***** Source document *****
Oto ni nomi kiku
is the name of a rather neat poem I found in my classical Japanese
textbook. It's from the Kokin Wakashu
collection of wakas.
The prime reason for its coolness is its very neat use of kakekotoba, or ambiguity in order to change the meaning of the sentence, and occasionaly, the whole poem. You can also use it to construct strange sentences (with artistic license of course). They are written without kanji to preserve the ambiguity of meaning.
Oto ni nomi, kiku no shiratsuyu, yoru wa okite, hiru wa omohi ni aezu kenubeshi
(the commas are mine)
The word kiku can be read both as the verb "to hear" or the "chrysanthemum", the flower. Oto ni nomi kiku means "I hear of you only in what other people say", but kiku no shiratsuyu, means "white dew on the chrysanthemum".
The next kakekotoba is in okite, which can be read as "getting/staying up (from bed)", or as "settling down". So yoru wa okite can mean staying up at night, but shiratsuyu yoru wa okite means "the white dew settles in at night".
*****
- [Instructions to follow] From the text on the poem "Oto ni nomi kiku," reproduce the passage from "The prime reason" to "ambiguity of meaning." word for word. The records play no part in the work here.
***** Data extract *****
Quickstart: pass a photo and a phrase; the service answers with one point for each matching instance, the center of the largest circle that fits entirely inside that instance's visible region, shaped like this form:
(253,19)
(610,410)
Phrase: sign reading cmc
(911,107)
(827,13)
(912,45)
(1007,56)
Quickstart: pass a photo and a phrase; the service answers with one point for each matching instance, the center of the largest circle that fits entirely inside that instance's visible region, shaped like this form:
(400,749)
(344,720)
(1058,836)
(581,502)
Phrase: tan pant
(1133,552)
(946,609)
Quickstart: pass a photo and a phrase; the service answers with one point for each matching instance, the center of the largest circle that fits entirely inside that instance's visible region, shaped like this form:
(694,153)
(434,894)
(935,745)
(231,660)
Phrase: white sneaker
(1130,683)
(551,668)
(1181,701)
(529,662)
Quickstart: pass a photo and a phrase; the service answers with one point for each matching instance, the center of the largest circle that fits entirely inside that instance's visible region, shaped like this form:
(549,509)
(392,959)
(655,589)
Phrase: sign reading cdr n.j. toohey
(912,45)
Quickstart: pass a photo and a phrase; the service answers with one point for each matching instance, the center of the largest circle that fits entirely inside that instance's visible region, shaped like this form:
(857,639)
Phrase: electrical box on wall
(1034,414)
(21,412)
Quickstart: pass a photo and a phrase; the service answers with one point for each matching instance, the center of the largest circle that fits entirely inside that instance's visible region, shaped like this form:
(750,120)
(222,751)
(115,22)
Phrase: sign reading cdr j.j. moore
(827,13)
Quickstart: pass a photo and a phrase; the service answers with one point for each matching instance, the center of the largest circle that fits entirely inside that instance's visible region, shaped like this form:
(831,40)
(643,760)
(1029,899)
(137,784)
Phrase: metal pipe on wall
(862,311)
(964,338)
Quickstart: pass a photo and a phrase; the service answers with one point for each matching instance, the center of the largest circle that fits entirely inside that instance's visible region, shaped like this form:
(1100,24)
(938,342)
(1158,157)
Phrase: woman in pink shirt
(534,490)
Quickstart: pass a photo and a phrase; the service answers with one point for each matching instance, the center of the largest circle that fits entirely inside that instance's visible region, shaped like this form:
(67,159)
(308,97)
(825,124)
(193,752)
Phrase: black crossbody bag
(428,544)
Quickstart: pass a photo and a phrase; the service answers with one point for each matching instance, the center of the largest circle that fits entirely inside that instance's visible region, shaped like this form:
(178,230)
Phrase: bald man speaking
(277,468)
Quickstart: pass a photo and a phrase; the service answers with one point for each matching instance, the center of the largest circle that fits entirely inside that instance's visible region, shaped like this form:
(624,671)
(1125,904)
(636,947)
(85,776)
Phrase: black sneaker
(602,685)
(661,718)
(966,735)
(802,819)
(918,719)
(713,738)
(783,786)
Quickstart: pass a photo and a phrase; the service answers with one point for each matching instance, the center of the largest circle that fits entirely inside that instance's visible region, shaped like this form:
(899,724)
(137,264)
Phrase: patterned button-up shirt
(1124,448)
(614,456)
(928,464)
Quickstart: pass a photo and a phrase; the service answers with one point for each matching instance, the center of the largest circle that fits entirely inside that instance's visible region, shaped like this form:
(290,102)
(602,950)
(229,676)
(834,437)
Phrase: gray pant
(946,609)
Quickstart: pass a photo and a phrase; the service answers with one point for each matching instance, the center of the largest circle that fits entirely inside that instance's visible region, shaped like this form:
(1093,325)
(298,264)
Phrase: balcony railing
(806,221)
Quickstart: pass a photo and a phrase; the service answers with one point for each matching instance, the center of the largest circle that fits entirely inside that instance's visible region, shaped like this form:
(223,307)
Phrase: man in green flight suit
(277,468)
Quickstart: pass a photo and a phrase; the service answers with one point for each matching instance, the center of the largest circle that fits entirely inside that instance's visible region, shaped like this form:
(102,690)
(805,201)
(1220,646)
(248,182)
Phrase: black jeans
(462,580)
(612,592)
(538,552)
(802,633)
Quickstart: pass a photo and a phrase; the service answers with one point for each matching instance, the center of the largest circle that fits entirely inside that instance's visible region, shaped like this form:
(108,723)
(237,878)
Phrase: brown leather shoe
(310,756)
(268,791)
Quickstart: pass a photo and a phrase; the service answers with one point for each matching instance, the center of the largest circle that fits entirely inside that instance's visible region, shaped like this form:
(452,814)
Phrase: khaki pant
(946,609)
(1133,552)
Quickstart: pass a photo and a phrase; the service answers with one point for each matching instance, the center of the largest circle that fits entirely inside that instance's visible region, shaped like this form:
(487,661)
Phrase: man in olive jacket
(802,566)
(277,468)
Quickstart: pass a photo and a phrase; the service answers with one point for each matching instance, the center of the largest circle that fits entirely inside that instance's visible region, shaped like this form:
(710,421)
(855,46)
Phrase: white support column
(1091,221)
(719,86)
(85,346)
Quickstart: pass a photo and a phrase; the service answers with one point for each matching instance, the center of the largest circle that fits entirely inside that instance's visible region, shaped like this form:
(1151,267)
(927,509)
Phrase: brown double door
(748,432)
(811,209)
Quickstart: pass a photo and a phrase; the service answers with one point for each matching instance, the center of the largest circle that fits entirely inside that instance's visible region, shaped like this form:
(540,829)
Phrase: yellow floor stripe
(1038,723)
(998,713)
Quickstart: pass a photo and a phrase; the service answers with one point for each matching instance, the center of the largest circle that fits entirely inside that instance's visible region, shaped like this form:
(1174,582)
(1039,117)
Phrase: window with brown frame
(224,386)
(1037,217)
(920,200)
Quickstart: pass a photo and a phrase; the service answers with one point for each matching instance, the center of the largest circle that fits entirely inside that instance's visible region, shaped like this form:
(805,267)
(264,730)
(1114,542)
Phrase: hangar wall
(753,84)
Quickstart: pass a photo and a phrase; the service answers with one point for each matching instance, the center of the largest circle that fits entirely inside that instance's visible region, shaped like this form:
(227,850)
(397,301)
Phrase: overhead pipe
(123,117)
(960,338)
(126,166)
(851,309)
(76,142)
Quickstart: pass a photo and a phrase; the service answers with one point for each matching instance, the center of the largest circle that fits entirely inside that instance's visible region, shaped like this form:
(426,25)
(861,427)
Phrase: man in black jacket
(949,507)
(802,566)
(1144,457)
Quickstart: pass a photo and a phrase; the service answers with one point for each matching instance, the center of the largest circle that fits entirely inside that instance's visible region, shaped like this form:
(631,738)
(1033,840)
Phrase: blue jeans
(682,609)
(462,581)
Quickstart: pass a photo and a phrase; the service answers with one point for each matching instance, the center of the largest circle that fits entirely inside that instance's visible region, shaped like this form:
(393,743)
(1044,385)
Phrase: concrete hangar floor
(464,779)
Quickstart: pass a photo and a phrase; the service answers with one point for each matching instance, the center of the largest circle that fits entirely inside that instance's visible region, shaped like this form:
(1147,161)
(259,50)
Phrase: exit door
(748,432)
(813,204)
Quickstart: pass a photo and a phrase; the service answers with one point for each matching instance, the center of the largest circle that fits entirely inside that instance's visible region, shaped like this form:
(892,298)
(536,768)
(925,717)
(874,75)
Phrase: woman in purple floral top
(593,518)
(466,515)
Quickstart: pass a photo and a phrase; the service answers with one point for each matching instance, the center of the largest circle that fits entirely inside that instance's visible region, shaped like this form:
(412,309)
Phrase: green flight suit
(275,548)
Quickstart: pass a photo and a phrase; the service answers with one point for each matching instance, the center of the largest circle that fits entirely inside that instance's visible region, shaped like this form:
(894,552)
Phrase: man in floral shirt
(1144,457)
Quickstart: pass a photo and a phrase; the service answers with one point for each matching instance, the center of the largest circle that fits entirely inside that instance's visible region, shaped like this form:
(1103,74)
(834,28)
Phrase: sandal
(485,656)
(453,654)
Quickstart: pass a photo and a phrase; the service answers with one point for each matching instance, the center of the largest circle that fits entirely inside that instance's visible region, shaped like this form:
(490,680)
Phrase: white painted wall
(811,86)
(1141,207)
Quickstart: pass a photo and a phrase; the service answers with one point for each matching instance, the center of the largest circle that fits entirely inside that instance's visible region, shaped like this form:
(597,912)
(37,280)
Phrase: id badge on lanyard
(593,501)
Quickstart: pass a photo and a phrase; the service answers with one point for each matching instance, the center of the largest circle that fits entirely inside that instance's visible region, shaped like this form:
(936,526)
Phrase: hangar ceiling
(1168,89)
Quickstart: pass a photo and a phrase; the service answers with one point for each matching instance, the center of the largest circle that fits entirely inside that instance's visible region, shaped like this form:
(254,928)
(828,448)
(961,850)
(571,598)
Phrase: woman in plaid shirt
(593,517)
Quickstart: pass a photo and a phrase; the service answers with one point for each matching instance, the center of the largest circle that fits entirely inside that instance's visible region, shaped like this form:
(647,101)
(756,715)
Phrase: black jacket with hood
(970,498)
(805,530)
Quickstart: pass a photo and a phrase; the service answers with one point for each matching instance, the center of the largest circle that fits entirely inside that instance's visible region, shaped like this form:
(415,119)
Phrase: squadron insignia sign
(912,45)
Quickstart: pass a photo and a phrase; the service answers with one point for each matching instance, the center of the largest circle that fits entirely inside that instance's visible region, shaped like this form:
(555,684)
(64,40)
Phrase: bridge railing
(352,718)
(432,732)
*****
- [Solution for this problem]
The prime reason for its coolness is its very neat use of kakekotoba, or ambiguity in order to change the meaning of the sentence, and occasionaly, the whole poem. You can also use it to construct strange sentences (with artistic license of course). They are written without kanji to preserve the ambiguity of meaning.